Stated goal = Reproduce the data word for word, from the line with "grass, I would be grateful." through the end of the data.

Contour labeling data
★ ★ ★ ★ ★ ★ ★

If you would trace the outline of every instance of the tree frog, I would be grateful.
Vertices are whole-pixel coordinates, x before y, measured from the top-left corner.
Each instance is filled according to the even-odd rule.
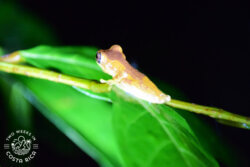
[[[121,46],[113,45],[107,50],[99,50],[96,62],[105,73],[113,77],[110,80],[101,79],[101,83],[115,85],[150,103],[162,104],[171,100],[169,95],[159,90],[147,76],[127,62]]]

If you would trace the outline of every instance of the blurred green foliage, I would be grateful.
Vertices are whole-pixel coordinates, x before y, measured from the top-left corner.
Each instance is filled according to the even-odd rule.
[[[7,52],[21,49],[27,64],[86,79],[110,78],[95,63],[95,47],[27,49],[57,40],[48,26],[14,3],[0,2],[0,23],[0,45]],[[215,133],[193,114],[145,103],[119,89],[99,94],[111,103],[50,81],[1,77],[10,118],[20,121],[14,126],[32,128],[32,104],[101,166],[218,166],[217,160],[233,166]],[[159,84],[173,97],[181,96]],[[23,113],[21,119],[17,112]]]

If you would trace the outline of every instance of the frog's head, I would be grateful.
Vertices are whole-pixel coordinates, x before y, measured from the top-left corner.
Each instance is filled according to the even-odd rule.
[[[126,60],[120,45],[113,45],[107,50],[99,50],[96,54],[96,62],[102,70],[112,76],[123,70],[122,63]]]

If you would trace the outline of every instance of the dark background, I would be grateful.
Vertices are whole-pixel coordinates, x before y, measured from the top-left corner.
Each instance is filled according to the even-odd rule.
[[[179,88],[190,101],[250,116],[248,8],[237,1],[23,0],[20,4],[54,31],[59,45],[106,49],[120,44],[141,71]],[[208,121],[228,143],[250,154],[248,130]],[[57,160],[61,166],[72,162],[54,154],[46,143],[44,147],[50,153],[41,159]],[[74,162],[94,164],[74,149],[78,151]]]

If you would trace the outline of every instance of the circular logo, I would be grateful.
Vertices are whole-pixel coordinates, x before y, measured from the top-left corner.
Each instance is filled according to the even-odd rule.
[[[11,132],[5,139],[4,149],[7,157],[16,163],[24,163],[32,160],[36,155],[38,143],[27,130]]]

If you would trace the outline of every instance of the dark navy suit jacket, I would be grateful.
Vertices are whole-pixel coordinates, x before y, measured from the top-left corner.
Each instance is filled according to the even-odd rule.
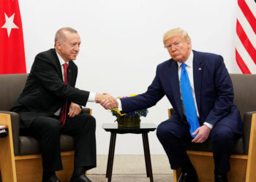
[[[36,56],[25,88],[11,109],[19,113],[20,127],[29,127],[37,116],[53,115],[66,100],[68,103],[73,102],[86,106],[89,92],[75,87],[78,67],[72,60],[69,62],[67,70],[68,84],[65,84],[54,49]]]
[[[194,50],[193,54],[194,87],[200,124],[206,122],[214,125],[221,122],[241,134],[241,119],[233,103],[233,84],[223,58]],[[121,99],[122,111],[151,107],[166,95],[175,110],[168,120],[186,121],[182,113],[178,68],[173,59],[158,65],[156,76],[145,93]]]

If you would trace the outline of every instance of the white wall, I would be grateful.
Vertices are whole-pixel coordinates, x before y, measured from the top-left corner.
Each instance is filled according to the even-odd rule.
[[[222,55],[230,73],[241,73],[234,55],[236,1],[20,0],[20,8],[28,72],[35,55],[53,47],[59,28],[78,31],[80,89],[114,96],[145,92],[157,66],[170,58],[162,39],[175,27],[188,31],[194,50]],[[97,154],[106,154],[110,134],[101,125],[115,117],[96,103],[87,106],[97,119]],[[164,98],[142,122],[158,124],[170,107]],[[149,140],[151,154],[165,154],[155,132]],[[143,154],[140,135],[118,135],[116,154]]]

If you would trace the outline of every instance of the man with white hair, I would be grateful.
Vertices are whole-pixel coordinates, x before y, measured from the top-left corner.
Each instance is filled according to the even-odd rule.
[[[114,107],[115,98],[75,88],[76,59],[81,43],[77,31],[66,27],[55,36],[54,49],[39,53],[25,88],[12,111],[20,119],[22,135],[37,138],[42,159],[42,182],[59,182],[62,170],[60,135],[75,138],[75,164],[71,182],[89,182],[85,172],[96,167],[95,119],[81,113],[80,106],[103,98]],[[37,181],[38,179],[34,179]]]

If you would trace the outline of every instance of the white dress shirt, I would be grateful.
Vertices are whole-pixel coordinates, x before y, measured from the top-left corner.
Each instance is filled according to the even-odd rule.
[[[64,64],[67,63],[69,65],[69,62],[65,62],[64,59],[58,54],[56,51],[56,54],[59,60],[59,63],[61,64],[61,73],[62,73],[62,79],[64,80]],[[95,101],[95,95],[96,93],[93,92],[90,92],[89,93],[89,97],[88,98],[88,102],[94,102]],[[61,108],[59,108],[53,114],[56,116],[59,116],[61,114]]]
[[[190,53],[190,55],[189,55],[189,58],[186,60],[186,62],[184,63],[187,65],[186,70],[187,70],[187,74],[188,74],[189,78],[189,82],[190,82],[190,86],[191,86],[192,95],[193,95],[195,110],[197,111],[197,117],[199,118],[199,112],[198,112],[198,109],[197,109],[197,100],[195,99],[195,88],[194,88],[193,58],[194,58],[193,52],[191,51],[191,53]],[[181,66],[181,63],[177,62],[177,63],[178,63],[178,82],[179,82],[179,84],[181,86],[180,82],[181,82],[181,74],[182,67]],[[181,93],[181,90],[180,90],[180,92]],[[183,106],[183,101],[182,101],[183,100],[182,100],[181,94],[181,103],[182,103],[182,110],[183,110],[184,114],[185,114],[184,108],[184,106]],[[122,107],[121,107],[121,103],[120,99],[117,99],[117,101],[118,102],[118,110],[121,111],[122,110]],[[213,127],[213,124],[211,124],[210,123],[208,123],[208,122],[204,122],[203,124],[208,126],[211,129],[212,129],[212,127]]]

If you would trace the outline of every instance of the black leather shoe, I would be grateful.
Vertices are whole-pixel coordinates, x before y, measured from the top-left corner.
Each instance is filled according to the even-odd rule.
[[[42,182],[61,182],[56,175],[53,175],[46,180],[42,180]]]
[[[178,182],[197,182],[197,175],[195,173],[181,173]]]
[[[91,181],[89,180],[89,178],[88,178],[86,175],[81,175],[78,178],[73,178],[73,176],[72,176],[70,182],[91,182]]]
[[[227,182],[227,173],[219,175],[215,175],[215,182]]]

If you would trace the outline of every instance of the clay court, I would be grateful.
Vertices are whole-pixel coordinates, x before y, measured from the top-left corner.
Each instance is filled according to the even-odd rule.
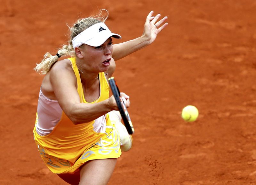
[[[133,147],[110,185],[256,184],[256,2],[254,0],[7,0],[0,6],[0,184],[66,184],[33,138],[43,76],[33,68],[99,9],[112,32],[142,34],[151,10],[169,25],[151,45],[116,61],[130,97]],[[181,117],[188,105],[199,116]]]

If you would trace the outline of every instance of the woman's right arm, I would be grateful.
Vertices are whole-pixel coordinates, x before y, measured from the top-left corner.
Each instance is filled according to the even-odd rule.
[[[81,103],[74,72],[61,63],[57,62],[51,69],[50,81],[60,106],[74,124],[88,122],[118,110],[113,97],[95,103]]]

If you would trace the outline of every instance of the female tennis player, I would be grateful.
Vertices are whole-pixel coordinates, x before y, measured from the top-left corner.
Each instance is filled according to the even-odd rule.
[[[157,22],[160,15],[153,13],[147,17],[142,36],[116,45],[112,39],[121,37],[104,23],[107,16],[100,13],[80,19],[70,28],[68,44],[55,55],[46,53],[35,68],[45,75],[35,140],[47,167],[70,184],[107,184],[121,154],[120,145],[124,151],[132,146],[115,99],[109,97],[107,79],[115,71],[115,60],[150,44],[167,25],[167,17]],[[70,58],[58,61],[67,55]],[[129,96],[121,96],[129,107]]]

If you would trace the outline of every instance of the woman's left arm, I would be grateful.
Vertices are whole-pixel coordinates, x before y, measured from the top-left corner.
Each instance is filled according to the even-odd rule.
[[[153,17],[153,13],[154,11],[151,11],[147,16],[144,25],[144,31],[141,36],[127,42],[113,45],[112,57],[115,60],[119,60],[151,44],[156,39],[158,33],[168,25],[168,23],[165,22],[167,19],[167,17],[157,22],[161,15],[158,14],[156,17]]]

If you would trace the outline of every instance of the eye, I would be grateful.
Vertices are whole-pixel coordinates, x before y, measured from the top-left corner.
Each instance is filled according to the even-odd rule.
[[[100,48],[101,48],[101,46],[97,46],[97,47],[95,47],[95,49],[100,49]]]

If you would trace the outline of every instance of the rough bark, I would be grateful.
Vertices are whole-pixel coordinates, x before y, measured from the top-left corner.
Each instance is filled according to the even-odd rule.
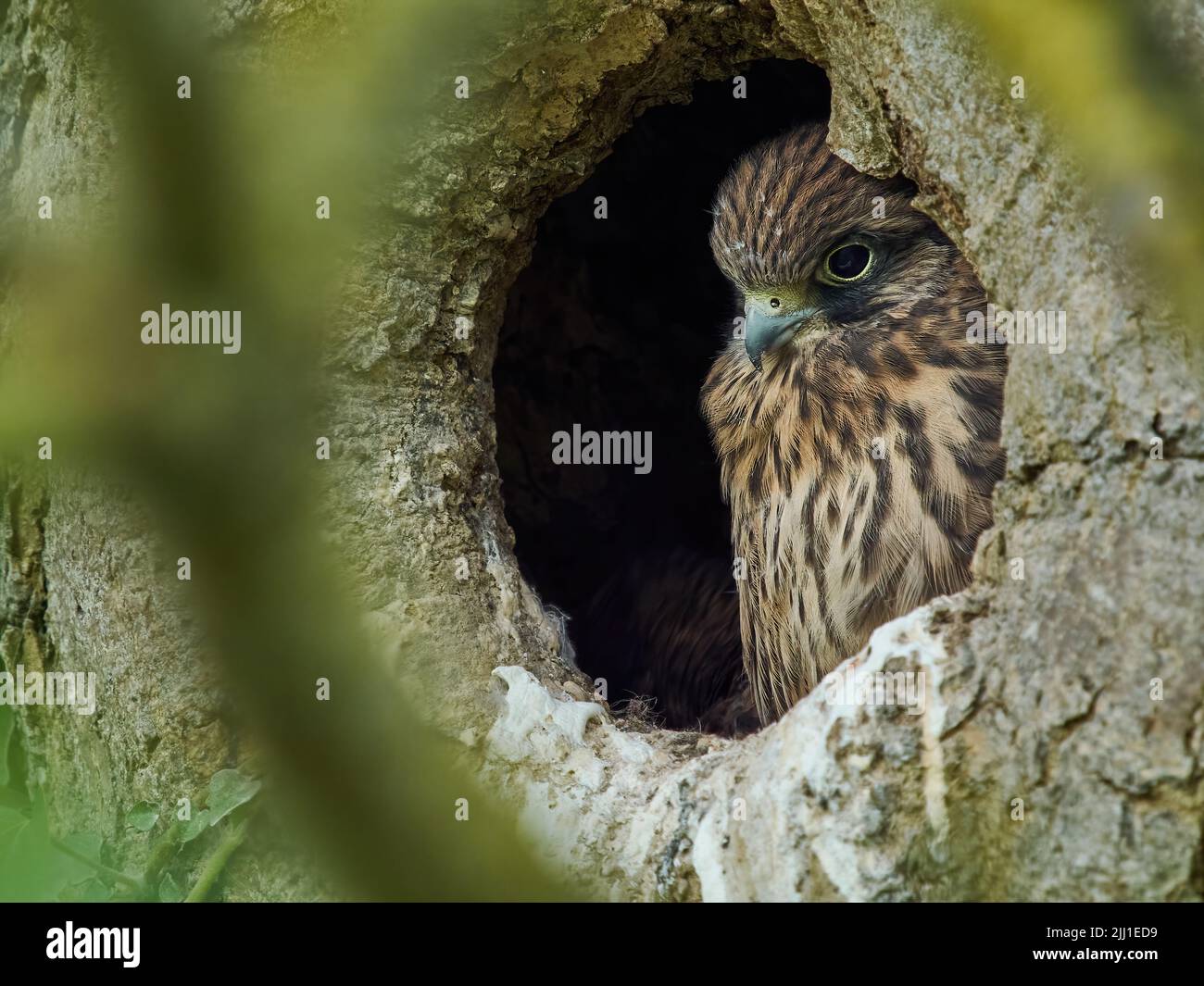
[[[101,83],[55,10],[13,0],[5,12],[0,164],[14,199],[102,183]],[[219,33],[271,45],[315,10],[343,16],[230,5]],[[978,55],[919,4],[549,4],[448,66],[472,98],[454,100],[450,82],[432,90],[380,190],[379,232],[331,341],[330,518],[356,560],[347,577],[397,655],[426,638],[456,655],[399,660],[397,673],[521,807],[536,844],[603,895],[1204,897],[1199,380],[1073,164]],[[1013,354],[1009,472],[976,585],[884,627],[858,657],[925,671],[923,715],[842,708],[820,691],[738,743],[637,732],[562,692],[574,673],[514,562],[494,461],[496,331],[547,205],[643,108],[763,57],[822,66],[833,148],[873,173],[902,169],[992,300],[1066,309],[1069,344]],[[1162,460],[1149,455],[1156,437]],[[22,490],[5,524],[5,660],[53,649],[100,672],[123,710],[95,730],[22,724],[48,789],[116,823],[220,766],[234,740],[218,691],[147,575],[155,549],[132,508]]]

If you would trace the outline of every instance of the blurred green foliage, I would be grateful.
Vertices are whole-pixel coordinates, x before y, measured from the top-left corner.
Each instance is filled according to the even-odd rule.
[[[432,79],[449,77],[498,7],[523,5],[359,4],[361,16],[337,24],[317,6],[273,39],[268,70],[214,45],[200,2],[84,6],[73,41],[112,77],[120,140],[98,195],[64,196],[53,223],[6,219],[6,306],[18,320],[0,366],[0,451],[6,468],[30,476],[116,480],[152,507],[161,539],[190,545],[202,574],[189,604],[255,724],[282,803],[343,892],[569,896],[370,657],[332,574],[342,566],[317,535],[326,320],[353,250],[382,222],[374,193],[403,158]],[[1026,76],[1100,196],[1119,203],[1106,211],[1198,325],[1204,111],[1199,85],[1185,79],[1199,76],[1159,40],[1151,8],[967,0],[952,10],[990,39],[1005,73]],[[191,100],[177,99],[181,75]],[[318,194],[337,222],[314,220]],[[1164,220],[1149,220],[1150,195],[1163,196]],[[255,330],[237,356],[143,347],[138,314],[163,302],[238,309]],[[34,459],[43,435],[54,437],[53,465]],[[335,701],[315,703],[319,678],[332,679]],[[11,732],[0,708],[0,785]],[[225,778],[188,823],[136,805],[126,821],[158,842],[131,876],[101,862],[99,833],[55,839],[39,791],[19,780],[0,798],[0,896],[18,899],[93,899],[123,886],[166,901],[205,896],[242,842],[254,786]],[[453,821],[461,797],[467,825]],[[209,862],[197,886],[183,886],[170,863],[217,832],[212,822],[222,828]]]
[[[1135,278],[1204,338],[1204,35],[1192,0],[946,0],[1082,166]],[[1150,199],[1163,201],[1152,219]]]

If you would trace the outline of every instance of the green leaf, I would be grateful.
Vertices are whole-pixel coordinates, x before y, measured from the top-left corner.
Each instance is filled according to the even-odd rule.
[[[184,899],[184,891],[170,873],[159,881],[159,899],[165,904],[178,904]]]
[[[0,860],[5,857],[17,833],[26,825],[29,819],[16,808],[0,807]]]
[[[200,811],[194,811],[193,817],[184,822],[179,832],[179,844],[185,845],[200,836],[206,828],[209,827],[209,809],[205,808]]]
[[[159,809],[146,801],[140,801],[125,813],[125,823],[138,832],[149,832],[159,821]]]
[[[244,778],[237,771],[218,771],[209,781],[209,825],[217,825],[222,819],[242,804],[246,804],[262,787],[262,783]]]

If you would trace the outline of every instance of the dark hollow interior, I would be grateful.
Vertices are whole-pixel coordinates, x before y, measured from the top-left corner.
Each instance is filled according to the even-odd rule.
[[[630,665],[653,659],[615,661],[639,632],[636,608],[677,608],[696,624],[685,612],[697,604],[689,579],[647,573],[661,574],[671,557],[718,573],[724,591],[734,591],[727,508],[698,414],[700,386],[737,314],[707,242],[710,207],[744,150],[825,119],[830,102],[824,72],[803,61],[759,61],[739,75],[744,99],[727,78],[700,83],[687,105],[643,113],[594,173],[551,205],[501,330],[497,460],[518,561],[543,602],[568,615],[578,665],[608,678],[613,703],[648,690]],[[604,219],[595,218],[597,196],[607,200]],[[574,424],[651,432],[651,471],[554,464],[553,436]],[[586,619],[600,586],[616,577],[633,588],[604,620]],[[651,697],[662,709],[672,704]]]

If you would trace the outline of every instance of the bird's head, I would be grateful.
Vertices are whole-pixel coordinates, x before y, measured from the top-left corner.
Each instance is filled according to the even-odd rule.
[[[814,125],[755,147],[715,199],[710,247],[739,291],[757,370],[836,331],[881,331],[887,315],[898,330],[901,312],[938,294],[957,256],[911,207],[910,182],[862,175],[826,136]]]

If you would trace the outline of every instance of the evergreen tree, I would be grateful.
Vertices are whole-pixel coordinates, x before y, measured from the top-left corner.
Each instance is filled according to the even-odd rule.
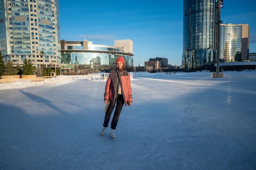
[[[3,74],[4,69],[4,62],[3,61],[3,57],[2,57],[2,54],[0,52],[0,77]]]
[[[30,59],[25,59],[23,61],[23,74],[33,75],[35,74],[36,67],[33,65],[33,63]]]
[[[8,61],[4,65],[3,75],[13,76],[18,74],[18,70],[16,67],[12,65],[12,62]]]
[[[21,66],[18,64],[16,66],[16,68],[17,68],[18,70],[18,74],[19,75],[22,75],[24,71],[23,66]]]

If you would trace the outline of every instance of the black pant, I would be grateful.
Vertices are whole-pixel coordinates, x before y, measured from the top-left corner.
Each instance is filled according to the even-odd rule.
[[[116,127],[117,125],[117,122],[118,122],[118,119],[119,119],[119,116],[122,111],[124,103],[124,100],[123,95],[122,94],[118,94],[116,105],[116,109],[115,111],[114,116],[112,118],[112,121],[111,122],[112,129],[116,129]],[[103,124],[103,126],[108,127],[108,122],[109,122],[110,116],[111,116],[111,113],[112,113],[112,111],[113,111],[114,107],[115,105],[110,104],[108,105],[108,107],[105,116],[104,123]]]

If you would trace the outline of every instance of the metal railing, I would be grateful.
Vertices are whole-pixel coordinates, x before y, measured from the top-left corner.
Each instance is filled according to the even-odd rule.
[[[129,73],[130,79],[133,78],[133,73]],[[106,81],[109,76],[109,73],[101,73],[88,74],[89,81]]]

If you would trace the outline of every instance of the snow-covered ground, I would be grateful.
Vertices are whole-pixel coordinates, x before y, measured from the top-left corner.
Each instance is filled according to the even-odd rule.
[[[0,84],[0,169],[256,169],[256,72],[211,76],[134,73],[114,139],[106,82]]]

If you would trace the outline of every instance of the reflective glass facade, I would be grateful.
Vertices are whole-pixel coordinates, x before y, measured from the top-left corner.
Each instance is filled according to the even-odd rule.
[[[182,68],[215,63],[215,0],[184,0],[183,5]]]
[[[241,25],[220,25],[220,59],[222,62],[241,60],[242,31]]]
[[[221,24],[220,33],[221,62],[249,59],[249,27],[248,24]]]
[[[60,39],[58,0],[0,0],[0,47],[4,62],[54,64]]]
[[[130,71],[133,68],[133,54],[124,52],[123,48],[88,44],[88,41],[61,41],[63,70],[79,69],[90,70],[91,72],[108,72],[116,68],[115,62],[119,57],[124,57],[126,69]]]

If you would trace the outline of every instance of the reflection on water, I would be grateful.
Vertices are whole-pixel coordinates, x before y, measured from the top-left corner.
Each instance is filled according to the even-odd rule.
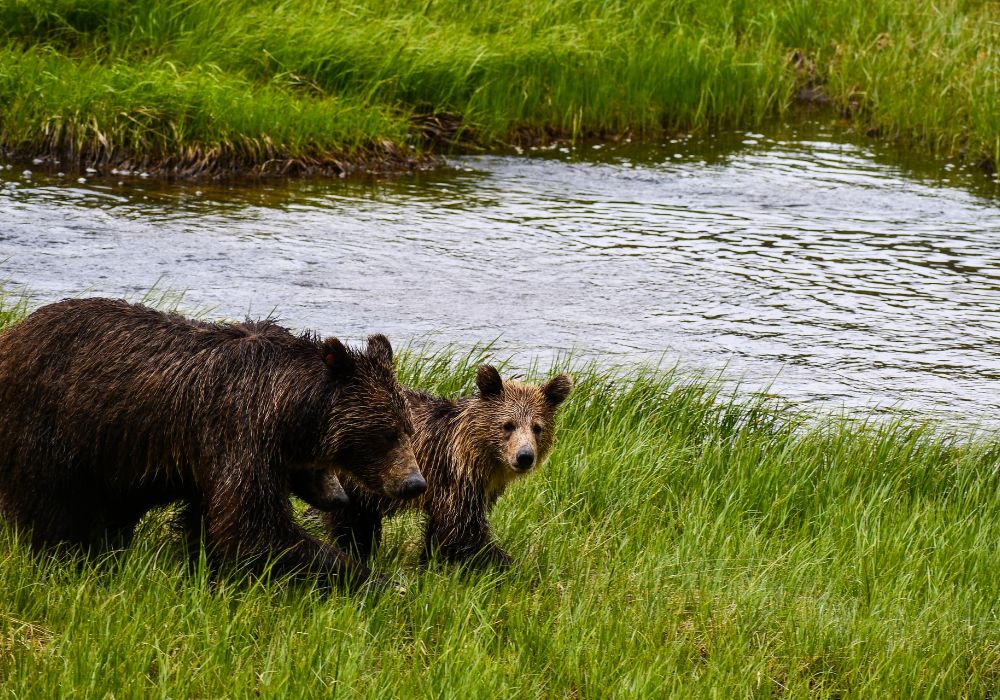
[[[452,165],[253,187],[15,166],[0,279],[36,303],[158,283],[348,338],[662,357],[794,400],[996,420],[1000,206],[974,188],[817,132]]]

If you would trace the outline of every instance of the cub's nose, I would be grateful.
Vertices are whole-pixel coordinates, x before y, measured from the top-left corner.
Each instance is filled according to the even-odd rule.
[[[535,451],[530,447],[522,447],[517,451],[517,468],[531,469],[535,463]]]
[[[410,474],[403,479],[399,487],[399,497],[404,499],[416,498],[427,490],[427,480],[420,474]]]

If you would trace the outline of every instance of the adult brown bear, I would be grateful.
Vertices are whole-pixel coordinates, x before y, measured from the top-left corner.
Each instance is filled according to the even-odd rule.
[[[179,500],[215,563],[363,581],[295,522],[289,492],[335,468],[418,496],[412,432],[381,335],[360,351],[100,298],[0,334],[0,511],[36,548],[127,539]]]

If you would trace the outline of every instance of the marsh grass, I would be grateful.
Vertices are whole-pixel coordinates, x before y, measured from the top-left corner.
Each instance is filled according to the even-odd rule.
[[[168,171],[752,128],[796,100],[1000,160],[1000,20],[948,0],[0,0],[0,144]]]
[[[18,306],[9,298],[3,308]],[[18,312],[10,312],[9,318]],[[488,349],[400,353],[471,390]],[[550,461],[493,515],[506,573],[418,565],[404,595],[189,567],[133,547],[33,557],[0,528],[0,688],[16,697],[985,697],[1000,673],[1000,443],[806,416],[677,370],[577,379]]]

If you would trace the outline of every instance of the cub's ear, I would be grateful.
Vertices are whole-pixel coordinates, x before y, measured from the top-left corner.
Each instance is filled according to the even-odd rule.
[[[368,336],[368,356],[387,367],[392,367],[392,346],[381,333]]]
[[[553,406],[558,406],[565,401],[571,391],[573,391],[573,378],[568,374],[553,377],[542,386],[542,393]]]
[[[323,362],[330,371],[337,374],[350,374],[354,370],[351,351],[337,338],[327,338],[323,341]]]
[[[503,379],[493,365],[479,365],[476,371],[476,386],[479,387],[479,395],[483,398],[500,396],[503,392]]]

★ ★ ★ ★ ★ ★ ★

Full solution =
If you would trace the outline of every instance of the marsh grass, I would be grateful.
Vertices are whole-pixel coordinates, x before y, measured from the top-left corner.
Each instance is filled according to the even-odd rule.
[[[168,171],[752,128],[796,100],[1000,160],[1000,20],[948,0],[0,0],[0,144]]]
[[[18,306],[9,298],[3,308]],[[18,312],[10,312],[9,318]],[[488,349],[400,353],[471,390]],[[550,461],[493,515],[506,573],[418,565],[404,595],[189,567],[133,547],[33,557],[0,528],[0,688],[16,697],[985,697],[1000,673],[1000,443],[806,416],[677,370],[577,379]]]

If you would trace the outline of every instance of the cub's ear, I would be grateful.
Vertices are whole-pixel coordinates, x before y, measured from the top-left corner.
Each instance is filled according to the even-odd rule.
[[[368,336],[368,356],[387,367],[392,367],[392,346],[381,333]]]
[[[553,406],[558,406],[565,401],[571,391],[573,391],[573,378],[568,374],[553,377],[542,386],[542,393]]]
[[[323,362],[330,371],[337,374],[350,374],[354,370],[351,351],[337,338],[327,338],[323,341]]]
[[[503,379],[493,365],[479,365],[476,371],[476,386],[479,387],[479,395],[483,398],[500,396],[503,392]]]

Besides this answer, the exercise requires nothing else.